Coordinate annotation records:
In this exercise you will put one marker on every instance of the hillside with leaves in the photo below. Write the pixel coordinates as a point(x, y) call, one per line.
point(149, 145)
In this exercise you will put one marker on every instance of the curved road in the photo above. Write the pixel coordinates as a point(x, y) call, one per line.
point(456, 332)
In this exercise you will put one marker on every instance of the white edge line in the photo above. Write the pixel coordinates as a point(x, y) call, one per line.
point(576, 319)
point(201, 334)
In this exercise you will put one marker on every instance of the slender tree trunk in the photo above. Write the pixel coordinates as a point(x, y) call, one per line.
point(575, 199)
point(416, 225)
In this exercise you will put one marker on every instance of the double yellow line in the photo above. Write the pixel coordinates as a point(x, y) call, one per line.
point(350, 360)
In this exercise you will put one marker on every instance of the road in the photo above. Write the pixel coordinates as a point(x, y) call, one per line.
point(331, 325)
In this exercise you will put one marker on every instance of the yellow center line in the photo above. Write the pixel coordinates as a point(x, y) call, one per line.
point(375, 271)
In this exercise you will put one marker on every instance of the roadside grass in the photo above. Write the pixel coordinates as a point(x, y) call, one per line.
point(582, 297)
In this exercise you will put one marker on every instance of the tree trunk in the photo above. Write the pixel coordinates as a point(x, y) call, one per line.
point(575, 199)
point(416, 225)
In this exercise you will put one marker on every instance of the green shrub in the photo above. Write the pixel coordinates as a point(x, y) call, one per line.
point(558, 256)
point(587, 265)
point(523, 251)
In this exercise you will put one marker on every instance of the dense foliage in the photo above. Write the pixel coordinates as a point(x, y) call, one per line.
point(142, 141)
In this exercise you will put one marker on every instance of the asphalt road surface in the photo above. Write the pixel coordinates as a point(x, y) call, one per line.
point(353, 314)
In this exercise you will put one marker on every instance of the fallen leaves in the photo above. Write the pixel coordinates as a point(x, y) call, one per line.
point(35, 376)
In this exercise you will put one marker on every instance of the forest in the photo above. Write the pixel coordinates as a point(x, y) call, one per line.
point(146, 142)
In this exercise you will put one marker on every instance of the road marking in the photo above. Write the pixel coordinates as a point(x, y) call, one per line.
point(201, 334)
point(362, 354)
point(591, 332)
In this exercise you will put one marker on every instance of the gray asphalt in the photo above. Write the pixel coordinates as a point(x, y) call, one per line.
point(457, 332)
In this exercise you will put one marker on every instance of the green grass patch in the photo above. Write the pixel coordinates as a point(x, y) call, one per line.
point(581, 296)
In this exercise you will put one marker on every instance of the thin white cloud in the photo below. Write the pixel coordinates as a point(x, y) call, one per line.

What to do:
Rescale the lines starting with the line containing "of the gray" and going on through the final line, requests included. Multiply every coordinate in the answers by 0.85 and round to whole numbers, with halves rounding up.

Answer in full:
In this exercise you will put one marker on every instance of the gray asphalt in the photo above. Write the pixel coordinates as a point(x, y) call, one per line.
point(388, 282)
In this exercise you will put one marker on every instance of the green grass patch in the photo above. Write the pixel coordinates as a point(x, y) call, one per line.
point(494, 252)
In this exercise you will put one marker on every instance of the thin white cloud in the photo below. Write the pixel coordinates as a point(x, y) call, one per line.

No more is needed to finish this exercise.